### Consigne A
Renommez « distant island » en « remote island » dans les enregistrements, de la ligne qui contient « Task: for the greenhouse-bench survey, tag the distant » jusqu'à la fin des enregistrements inclusivement, puis redonnez ces lignes sans rien changer d'autre.

### Extrait
* * * * *
Moi, Ça et Surmoi
Vous avez dit topiques ?
De la première topique freudienne à la seconde :
Sigmund Freud a élaboré deux conceptions de l'appareil psychique que l'on nomme topiques. Le terme "topique" vient du grec topos qui signifie "lieu". En effet, il s'agissait pour Freud d'expliquer le fonctionnement mental humain en situant concrètement et visuellement ses divers constituants psychiques, leurs interactions et leurs fonctions.
En 1900, dans "l'interprétation des rêves" (chapitre VII), Freud expose sa théorie de la première
topique en divisant l'appareil psychique en trois systèmes : Conscient, Préconscient et Inconscient. Ces trois régions de l'appareil psychique ont leurs propres caractéristiques, leur fonctionnement et leurs modes d'interaction. Entre chaque
lieu, Freud décrit des censures ou frontières qui inhibent et contrôlent le passage de l'un à l'autre.
A partir de 1920, Freud complète et enrichit cette première conception avec la seconde topique. Ainsi, après avoir décrit les systèmes en jeu, Freud propose une cartographie des grandes instances psychiques qui opèrent en chacun de nous et forment notre personnalité.
Définition de la deuxième topique Freudienne
Les trois grandes instances de l'appareil psychique :
A partir de la découverte de l'importance des diverses identifications dans la formation de la personnalité, Freud déploie une théorie où trois instances psychiques interviennent avec leurs spécificités. Cette approche tendrait à décrire la manière dont le sujet se construit et se conçoit lui-même.
* * * * *
### Consigne B
Extrayez de l'extrait sur les topiques freudiennes le passage qui commence aux mots « En 1900, dans » et s'arrête après « l'un à l'autre. », sans rien y modifier.
* * * * *
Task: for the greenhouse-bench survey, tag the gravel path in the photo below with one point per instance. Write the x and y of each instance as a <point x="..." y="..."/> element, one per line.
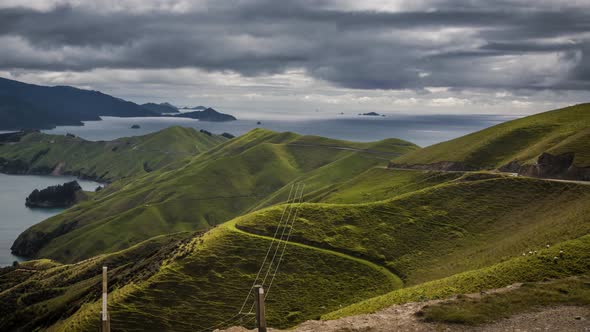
<point x="402" y="318"/>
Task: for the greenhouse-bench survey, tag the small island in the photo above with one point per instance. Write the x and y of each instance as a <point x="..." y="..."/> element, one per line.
<point x="208" y="114"/>
<point x="59" y="196"/>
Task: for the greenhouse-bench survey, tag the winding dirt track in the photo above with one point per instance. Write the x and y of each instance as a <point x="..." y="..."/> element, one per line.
<point x="402" y="318"/>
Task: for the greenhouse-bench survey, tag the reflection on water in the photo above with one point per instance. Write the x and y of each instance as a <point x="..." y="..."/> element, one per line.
<point x="422" y="130"/>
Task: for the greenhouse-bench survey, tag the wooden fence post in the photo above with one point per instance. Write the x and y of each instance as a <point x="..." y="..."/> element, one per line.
<point x="260" y="314"/>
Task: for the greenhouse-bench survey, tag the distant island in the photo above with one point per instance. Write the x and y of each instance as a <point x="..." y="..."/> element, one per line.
<point x="59" y="196"/>
<point x="208" y="114"/>
<point x="29" y="106"/>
* * * * *
### Résultat final A
Task: for the greenhouse-bench survey, tag the remote island in the photo above with one point per instance. Write the x and y of each instance as a <point x="..." y="..."/> element, one per line.
<point x="59" y="196"/>
<point x="208" y="114"/>
<point x="29" y="106"/>

### Résultat final B
En 1900, dans "l'interprétation des rêves" (chapitre VII), Freud expose sa théorie de la première
topique en divisant l'appareil psychique en trois systèmes : Conscient, Préconscient et Inconscient. Ces trois régions de l'appareil psychique ont leurs propres caractéristiques, leur fonctionnement et leurs modes d'interaction. Entre chaque
lieu, Freud décrit des censures ou frontières qui inhibent et contrôlent le passage de l'un à l'autre.